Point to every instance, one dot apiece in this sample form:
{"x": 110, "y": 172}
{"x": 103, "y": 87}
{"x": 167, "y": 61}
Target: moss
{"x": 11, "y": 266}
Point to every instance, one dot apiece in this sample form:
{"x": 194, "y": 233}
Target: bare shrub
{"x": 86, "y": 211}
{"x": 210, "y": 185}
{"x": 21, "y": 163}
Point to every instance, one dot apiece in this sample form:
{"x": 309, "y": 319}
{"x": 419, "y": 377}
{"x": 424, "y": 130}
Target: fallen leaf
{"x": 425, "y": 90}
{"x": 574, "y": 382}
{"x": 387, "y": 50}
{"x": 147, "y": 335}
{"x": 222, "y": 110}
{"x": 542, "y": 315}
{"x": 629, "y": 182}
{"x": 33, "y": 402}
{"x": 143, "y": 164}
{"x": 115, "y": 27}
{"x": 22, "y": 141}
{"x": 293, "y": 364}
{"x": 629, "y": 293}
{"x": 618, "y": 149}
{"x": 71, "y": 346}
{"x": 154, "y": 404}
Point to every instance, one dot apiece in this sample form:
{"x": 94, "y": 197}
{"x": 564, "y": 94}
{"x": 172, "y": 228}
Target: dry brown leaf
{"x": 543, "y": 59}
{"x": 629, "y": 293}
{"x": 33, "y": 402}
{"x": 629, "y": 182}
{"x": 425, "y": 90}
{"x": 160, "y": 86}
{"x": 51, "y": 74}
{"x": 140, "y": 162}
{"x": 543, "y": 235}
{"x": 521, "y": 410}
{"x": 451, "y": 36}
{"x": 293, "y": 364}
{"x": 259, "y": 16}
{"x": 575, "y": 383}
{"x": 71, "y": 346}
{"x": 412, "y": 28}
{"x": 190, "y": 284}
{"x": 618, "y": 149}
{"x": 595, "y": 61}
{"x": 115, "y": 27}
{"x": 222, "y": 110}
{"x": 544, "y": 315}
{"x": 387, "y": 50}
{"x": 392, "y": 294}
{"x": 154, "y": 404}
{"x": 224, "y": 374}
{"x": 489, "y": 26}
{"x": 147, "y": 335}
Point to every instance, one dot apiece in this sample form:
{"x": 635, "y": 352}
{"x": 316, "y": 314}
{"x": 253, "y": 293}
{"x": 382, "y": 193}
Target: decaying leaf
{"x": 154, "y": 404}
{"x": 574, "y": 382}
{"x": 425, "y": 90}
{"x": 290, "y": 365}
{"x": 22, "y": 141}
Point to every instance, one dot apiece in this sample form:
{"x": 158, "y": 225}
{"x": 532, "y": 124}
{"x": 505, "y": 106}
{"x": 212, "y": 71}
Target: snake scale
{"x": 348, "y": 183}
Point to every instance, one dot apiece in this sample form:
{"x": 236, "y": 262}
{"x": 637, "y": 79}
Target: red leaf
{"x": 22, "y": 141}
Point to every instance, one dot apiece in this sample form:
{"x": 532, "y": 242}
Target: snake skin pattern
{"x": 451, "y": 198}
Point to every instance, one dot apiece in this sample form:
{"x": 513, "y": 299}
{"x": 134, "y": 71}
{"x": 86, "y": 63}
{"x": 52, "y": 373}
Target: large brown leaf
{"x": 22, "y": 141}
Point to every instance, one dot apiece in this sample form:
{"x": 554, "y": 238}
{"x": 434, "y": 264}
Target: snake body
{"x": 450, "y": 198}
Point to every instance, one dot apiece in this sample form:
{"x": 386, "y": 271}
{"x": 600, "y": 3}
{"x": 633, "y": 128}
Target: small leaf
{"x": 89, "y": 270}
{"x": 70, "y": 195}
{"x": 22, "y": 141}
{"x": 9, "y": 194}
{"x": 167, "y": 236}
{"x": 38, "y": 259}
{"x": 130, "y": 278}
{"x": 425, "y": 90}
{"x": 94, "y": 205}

────────────────────────────────────────

> **EXERCISE REQUIREMENTS**
Each record should come back exactly as written.

> **EXPECTED ANSWER**
Point to every instance, one dot apiece in this sample form:
{"x": 110, "y": 172}
{"x": 103, "y": 87}
{"x": 167, "y": 61}
Target: moss
{"x": 11, "y": 266}
Point to every instance, one dot apiece in this sample form:
{"x": 194, "y": 233}
Target: bare shrub
{"x": 86, "y": 211}
{"x": 210, "y": 185}
{"x": 21, "y": 163}
Point to every instance, one dot apiece in this sample form:
{"x": 309, "y": 319}
{"x": 419, "y": 377}
{"x": 424, "y": 130}
Target: fallen leaf
{"x": 425, "y": 90}
{"x": 574, "y": 382}
{"x": 387, "y": 50}
{"x": 147, "y": 335}
{"x": 222, "y": 110}
{"x": 542, "y": 315}
{"x": 629, "y": 182}
{"x": 33, "y": 402}
{"x": 143, "y": 164}
{"x": 115, "y": 27}
{"x": 22, "y": 141}
{"x": 293, "y": 364}
{"x": 629, "y": 293}
{"x": 618, "y": 149}
{"x": 71, "y": 346}
{"x": 154, "y": 404}
Point to every instance, one dot apiece in this sample form:
{"x": 94, "y": 197}
{"x": 564, "y": 94}
{"x": 172, "y": 228}
Target: dry brown leaf
{"x": 543, "y": 59}
{"x": 629, "y": 293}
{"x": 33, "y": 402}
{"x": 629, "y": 182}
{"x": 425, "y": 90}
{"x": 160, "y": 86}
{"x": 51, "y": 74}
{"x": 140, "y": 162}
{"x": 543, "y": 235}
{"x": 521, "y": 410}
{"x": 451, "y": 36}
{"x": 293, "y": 364}
{"x": 259, "y": 16}
{"x": 575, "y": 383}
{"x": 71, "y": 346}
{"x": 412, "y": 28}
{"x": 190, "y": 284}
{"x": 618, "y": 149}
{"x": 595, "y": 61}
{"x": 115, "y": 27}
{"x": 222, "y": 110}
{"x": 544, "y": 315}
{"x": 387, "y": 50}
{"x": 392, "y": 294}
{"x": 154, "y": 404}
{"x": 224, "y": 374}
{"x": 489, "y": 26}
{"x": 147, "y": 335}
Point to every instance, one dot apiece in this sample form:
{"x": 635, "y": 352}
{"x": 316, "y": 314}
{"x": 253, "y": 293}
{"x": 382, "y": 193}
Target: decaying leaf
{"x": 154, "y": 404}
{"x": 574, "y": 382}
{"x": 425, "y": 90}
{"x": 290, "y": 365}
{"x": 22, "y": 141}
Point to every instance, one dot apiece in this sample form:
{"x": 158, "y": 225}
{"x": 532, "y": 124}
{"x": 505, "y": 106}
{"x": 212, "y": 71}
Target: snake scale
{"x": 348, "y": 183}
Point to every instance, one dot apiece in this sample form:
{"x": 236, "y": 262}
{"x": 637, "y": 79}
Target: red leaf
{"x": 22, "y": 141}
Point to every instance, one dot apiece in this sample form:
{"x": 532, "y": 242}
Target: snake skin pattern
{"x": 451, "y": 198}
Point to every instance, one dot apiece in this sample form:
{"x": 513, "y": 299}
{"x": 134, "y": 71}
{"x": 86, "y": 63}
{"x": 52, "y": 373}
Target: large brown leaf
{"x": 22, "y": 141}
Point to every instance, one dot apiece in this sample form:
{"x": 554, "y": 238}
{"x": 434, "y": 264}
Target: snake body
{"x": 450, "y": 198}
Point to every instance, one dot apiece in this sample form:
{"x": 386, "y": 271}
{"x": 600, "y": 3}
{"x": 633, "y": 128}
Target: small leaf
{"x": 89, "y": 270}
{"x": 70, "y": 195}
{"x": 22, "y": 141}
{"x": 9, "y": 194}
{"x": 167, "y": 236}
{"x": 38, "y": 259}
{"x": 130, "y": 278}
{"x": 425, "y": 90}
{"x": 94, "y": 205}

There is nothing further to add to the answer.